Problem requirements: Transcribe the listing that follows in full, omitting pictures.

A block of data
++++++++++++++++++++
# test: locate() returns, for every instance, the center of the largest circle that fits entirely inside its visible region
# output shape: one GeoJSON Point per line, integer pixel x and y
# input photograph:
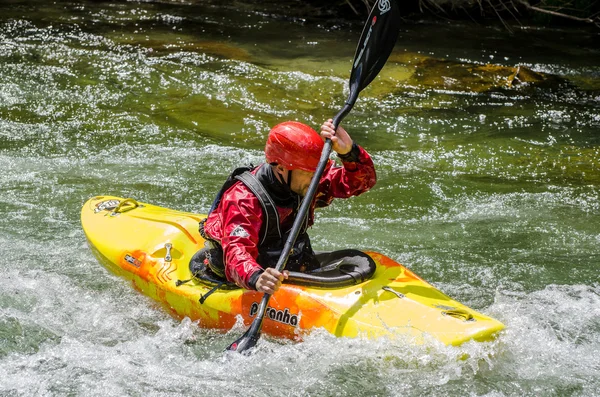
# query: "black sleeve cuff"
{"type": "Point", "coordinates": [254, 278]}
{"type": "Point", "coordinates": [352, 156]}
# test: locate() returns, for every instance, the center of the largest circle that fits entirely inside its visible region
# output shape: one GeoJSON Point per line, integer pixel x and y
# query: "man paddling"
{"type": "Point", "coordinates": [253, 213]}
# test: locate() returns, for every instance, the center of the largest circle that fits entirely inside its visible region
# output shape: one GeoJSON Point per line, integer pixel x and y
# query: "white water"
{"type": "Point", "coordinates": [472, 204]}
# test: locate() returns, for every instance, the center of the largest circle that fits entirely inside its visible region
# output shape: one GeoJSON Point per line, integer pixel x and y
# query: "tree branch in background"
{"type": "Point", "coordinates": [500, 8]}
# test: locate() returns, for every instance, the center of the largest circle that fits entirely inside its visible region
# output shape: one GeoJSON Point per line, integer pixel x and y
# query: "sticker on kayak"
{"type": "Point", "coordinates": [281, 316]}
{"type": "Point", "coordinates": [106, 205]}
{"type": "Point", "coordinates": [133, 261]}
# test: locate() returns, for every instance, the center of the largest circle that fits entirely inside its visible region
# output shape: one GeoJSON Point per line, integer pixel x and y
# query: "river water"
{"type": "Point", "coordinates": [491, 193]}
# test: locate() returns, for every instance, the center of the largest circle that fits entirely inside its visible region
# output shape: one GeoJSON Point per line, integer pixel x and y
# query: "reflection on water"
{"type": "Point", "coordinates": [487, 190]}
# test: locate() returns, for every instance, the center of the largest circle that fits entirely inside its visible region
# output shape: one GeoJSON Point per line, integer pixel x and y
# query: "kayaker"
{"type": "Point", "coordinates": [250, 219]}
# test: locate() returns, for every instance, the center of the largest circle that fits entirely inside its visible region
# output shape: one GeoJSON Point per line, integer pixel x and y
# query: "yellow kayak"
{"type": "Point", "coordinates": [152, 247]}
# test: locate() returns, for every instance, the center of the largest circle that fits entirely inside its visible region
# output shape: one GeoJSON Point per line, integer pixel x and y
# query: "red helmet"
{"type": "Point", "coordinates": [295, 146]}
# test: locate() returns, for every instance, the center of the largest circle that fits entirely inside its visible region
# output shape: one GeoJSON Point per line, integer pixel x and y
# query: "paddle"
{"type": "Point", "coordinates": [374, 47]}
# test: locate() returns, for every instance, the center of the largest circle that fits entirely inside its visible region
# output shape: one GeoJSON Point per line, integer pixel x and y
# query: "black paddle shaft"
{"type": "Point", "coordinates": [374, 47]}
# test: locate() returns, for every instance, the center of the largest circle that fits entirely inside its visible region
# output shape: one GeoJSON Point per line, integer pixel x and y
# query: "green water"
{"type": "Point", "coordinates": [490, 193]}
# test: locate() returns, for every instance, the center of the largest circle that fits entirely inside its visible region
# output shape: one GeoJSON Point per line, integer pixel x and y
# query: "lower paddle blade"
{"type": "Point", "coordinates": [245, 342]}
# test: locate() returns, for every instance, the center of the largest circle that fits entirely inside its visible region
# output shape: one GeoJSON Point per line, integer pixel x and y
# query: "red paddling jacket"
{"type": "Point", "coordinates": [241, 225]}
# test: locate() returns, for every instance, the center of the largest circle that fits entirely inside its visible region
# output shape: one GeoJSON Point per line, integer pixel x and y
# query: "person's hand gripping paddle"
{"type": "Point", "coordinates": [374, 47]}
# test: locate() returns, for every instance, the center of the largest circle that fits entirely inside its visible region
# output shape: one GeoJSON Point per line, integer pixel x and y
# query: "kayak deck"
{"type": "Point", "coordinates": [152, 247]}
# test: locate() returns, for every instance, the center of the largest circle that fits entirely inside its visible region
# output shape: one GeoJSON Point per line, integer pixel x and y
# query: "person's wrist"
{"type": "Point", "coordinates": [254, 278]}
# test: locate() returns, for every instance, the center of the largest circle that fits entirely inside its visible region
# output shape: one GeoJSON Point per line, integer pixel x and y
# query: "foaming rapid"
{"type": "Point", "coordinates": [490, 195]}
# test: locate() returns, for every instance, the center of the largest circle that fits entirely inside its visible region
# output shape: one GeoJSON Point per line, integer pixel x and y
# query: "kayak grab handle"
{"type": "Point", "coordinates": [459, 314]}
{"type": "Point", "coordinates": [125, 205]}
++++++++++++++++++++
Finished exercise:
# test: locate() returns, for every instance, the center of the largest circle that fits entirely inside its visible region
# output shape: one GeoJSON Point per line, integer pixel x and y
# input photograph:
# query: "black sleeve cuff"
{"type": "Point", "coordinates": [254, 278]}
{"type": "Point", "coordinates": [352, 156]}
# test: locate() returns, for every instance, the center of the largest circle that fits entirely inside its visible region
# output shape: one GeoJSON Point per line, integer pixel x and y
# query: "man paddling"
{"type": "Point", "coordinates": [253, 213]}
# test: locate() returns, for every instance, the center of the largest circle that fits entirely inside its visible region
# output shape: one GeoJSON Point per line, integer pixel x and y
# query: "white water"
{"type": "Point", "coordinates": [472, 204]}
# test: locate() returns, for every instance, the center of the largest circle that fits entirely inside its visible region
# output shape: one GeoJSON Point per line, integer pixel x and y
# query: "tree branch in background"
{"type": "Point", "coordinates": [500, 8]}
# test: locate() returns, for every instance, the center of the largest circle that fits entirely inside its visible region
# output shape: one GeoJSON Point per line, integer pixel x and y
# query: "sticker on kayak"
{"type": "Point", "coordinates": [281, 316]}
{"type": "Point", "coordinates": [106, 205]}
{"type": "Point", "coordinates": [133, 261]}
# test: locate() returns, for every instance, the center of the largest circle that fits entirely inside its visible region
# output shape: one GeoJSON Point per line, integer pixel x and y
# query: "river water"
{"type": "Point", "coordinates": [491, 193]}
# test: locate() returns, for every instance, the center of the largest circle that fits entirely inside its visible region
# output shape: one GeoJSON Point per line, integer pixel x and y
# query: "reflection on water"
{"type": "Point", "coordinates": [487, 190]}
# test: locate() returns, for every instance, the center of the largest circle that fits entirely inside its visible region
# output shape: one GeoJSON Point per line, integer pixel x and y
# query: "kayaker"
{"type": "Point", "coordinates": [250, 219]}
# test: locate() returns, for every instance, the center of the largest circle that fits entirely inside its visible region
# output shape: one GeoJSON Point per line, integer pixel x and y
# query: "yellow kayak"
{"type": "Point", "coordinates": [152, 247]}
# test: locate() returns, for every instance, the center of the largest circle that fits entirely inside its visible region
# output shape: one GeoJSON Point per line, integer pixel x and y
# query: "red helmet"
{"type": "Point", "coordinates": [295, 146]}
# test: locate() returns, for every instance, the center of the largest circle that fits entirely inside its visible region
# output shape: one GeoJSON Point per line, integer pixel x and y
# query: "paddle"
{"type": "Point", "coordinates": [374, 47]}
# test: locate() returns, for every instance, the center of the largest circle that fits entirely inside its visible region
# output shape: one GeoJSON Point per line, integer pixel x and y
# query: "black paddle shaft"
{"type": "Point", "coordinates": [374, 47]}
# test: locate() returns, for every instance, the center of the largest circle that fits entirely inside its visible region
# output shape: one GeoJSON Point per line, integer pixel x and y
# query: "green water"
{"type": "Point", "coordinates": [490, 193]}
# test: locate() returns, for every instance, the center of the largest circle that fits entirely inside its visible region
# output shape: one GeoJSON Point per line, integer pixel x and y
# query: "lower paddle blade"
{"type": "Point", "coordinates": [245, 342]}
# test: locate() returns, for every instance, the center of the largest circle that fits entirely inside its visible region
# output shape: one GeoJSON Point per line, integer pixel x and y
# query: "red paddling jacket"
{"type": "Point", "coordinates": [241, 225]}
# test: locate() returns, for every instance, the center of the largest circle that fits entirely inside its visible region
# output shape: one GeoJSON Point per line, integer pixel x and y
# query: "person's hand gripping paddle"
{"type": "Point", "coordinates": [374, 47]}
# test: locate() returns, for every instance, the center of the largest circle that fits entirely inside its visible region
# output shape: one GeoJSON Point per line, integer pixel x and y
# query: "kayak deck"
{"type": "Point", "coordinates": [152, 247]}
# test: locate() returns, for every instance, the center of the largest circle that fits entirely inside its visible region
# output shape: one GeoJSON Point per line, integer pixel x and y
# query: "person's wrist"
{"type": "Point", "coordinates": [254, 278]}
# test: locate() returns, for every instance, the center of the largest circle that fits entirely inside its visible region
# output shape: one GeoJSON Point per line, integer pixel x and y
# query: "foaming rapid"
{"type": "Point", "coordinates": [490, 195]}
# test: locate() returns, for every instance, the center of the largest circle that fits entirely inside its visible region
# output shape: one GeoJSON Point per line, integer pixel x and y
# query: "kayak grab handle"
{"type": "Point", "coordinates": [459, 314]}
{"type": "Point", "coordinates": [125, 205]}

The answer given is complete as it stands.